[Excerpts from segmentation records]
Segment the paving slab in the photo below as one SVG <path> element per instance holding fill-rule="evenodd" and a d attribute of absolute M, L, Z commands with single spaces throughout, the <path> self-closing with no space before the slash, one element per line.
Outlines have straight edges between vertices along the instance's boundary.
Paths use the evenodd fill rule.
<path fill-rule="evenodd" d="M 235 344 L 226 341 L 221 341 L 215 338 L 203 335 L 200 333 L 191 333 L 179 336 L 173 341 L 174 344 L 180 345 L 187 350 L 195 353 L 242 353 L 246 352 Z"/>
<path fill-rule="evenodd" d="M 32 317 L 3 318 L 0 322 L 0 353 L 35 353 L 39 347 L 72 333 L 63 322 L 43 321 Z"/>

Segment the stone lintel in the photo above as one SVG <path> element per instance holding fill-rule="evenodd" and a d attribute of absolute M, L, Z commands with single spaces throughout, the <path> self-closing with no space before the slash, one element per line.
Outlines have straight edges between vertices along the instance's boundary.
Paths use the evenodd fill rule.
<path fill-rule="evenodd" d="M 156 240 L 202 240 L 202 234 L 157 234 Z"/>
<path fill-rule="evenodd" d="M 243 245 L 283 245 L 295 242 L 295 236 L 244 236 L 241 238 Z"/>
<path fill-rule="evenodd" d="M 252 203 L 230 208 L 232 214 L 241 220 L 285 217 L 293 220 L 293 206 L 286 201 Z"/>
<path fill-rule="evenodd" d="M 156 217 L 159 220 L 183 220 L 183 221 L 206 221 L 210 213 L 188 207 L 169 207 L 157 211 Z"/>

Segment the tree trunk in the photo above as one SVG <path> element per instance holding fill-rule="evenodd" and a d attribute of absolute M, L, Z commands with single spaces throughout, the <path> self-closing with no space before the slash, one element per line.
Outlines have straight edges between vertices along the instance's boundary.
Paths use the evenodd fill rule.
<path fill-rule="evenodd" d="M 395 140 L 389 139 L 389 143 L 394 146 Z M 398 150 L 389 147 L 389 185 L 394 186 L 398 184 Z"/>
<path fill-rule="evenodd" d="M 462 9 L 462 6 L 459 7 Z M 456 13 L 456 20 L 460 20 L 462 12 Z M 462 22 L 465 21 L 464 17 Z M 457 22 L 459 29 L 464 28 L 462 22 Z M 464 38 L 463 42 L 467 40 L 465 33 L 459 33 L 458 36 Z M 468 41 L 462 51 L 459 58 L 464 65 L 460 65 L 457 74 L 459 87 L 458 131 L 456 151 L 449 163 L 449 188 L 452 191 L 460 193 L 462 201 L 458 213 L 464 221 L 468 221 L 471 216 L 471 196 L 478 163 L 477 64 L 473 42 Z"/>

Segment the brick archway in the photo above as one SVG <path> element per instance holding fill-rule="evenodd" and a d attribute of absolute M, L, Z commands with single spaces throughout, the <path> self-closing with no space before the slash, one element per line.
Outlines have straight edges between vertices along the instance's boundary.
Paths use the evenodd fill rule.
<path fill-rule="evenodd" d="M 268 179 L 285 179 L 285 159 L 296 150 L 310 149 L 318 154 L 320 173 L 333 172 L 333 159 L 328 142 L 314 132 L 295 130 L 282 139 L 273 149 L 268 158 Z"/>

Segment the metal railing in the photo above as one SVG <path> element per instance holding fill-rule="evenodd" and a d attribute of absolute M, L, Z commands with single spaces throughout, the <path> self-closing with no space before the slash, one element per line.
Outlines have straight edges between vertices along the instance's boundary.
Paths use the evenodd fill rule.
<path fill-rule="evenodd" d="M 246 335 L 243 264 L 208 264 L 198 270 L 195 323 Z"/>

#### Problem details:
Could you copy out the listing above word for word, starting at its very first line and ending at the line that contains "317 L 3 318", with both of those lines included?

#### Exercise output:
Segment the paving slab in the photo below as one SVG <path> element per instance holding fill-rule="evenodd" and a d attribute of absolute M, L, Z commands with single spaces throughout, the <path> self-closing with no space before the slash, one element per line.
Outlines have straight edges between vertices along the instance's boundary.
Paths use the evenodd fill rule.
<path fill-rule="evenodd" d="M 235 344 L 226 341 L 221 341 L 215 338 L 203 335 L 200 333 L 191 333 L 179 336 L 173 341 L 174 344 L 180 345 L 187 350 L 195 353 L 242 353 L 246 352 Z"/>
<path fill-rule="evenodd" d="M 32 317 L 3 318 L 0 322 L 0 353 L 35 353 L 39 347 L 72 333 L 63 322 L 43 321 Z"/>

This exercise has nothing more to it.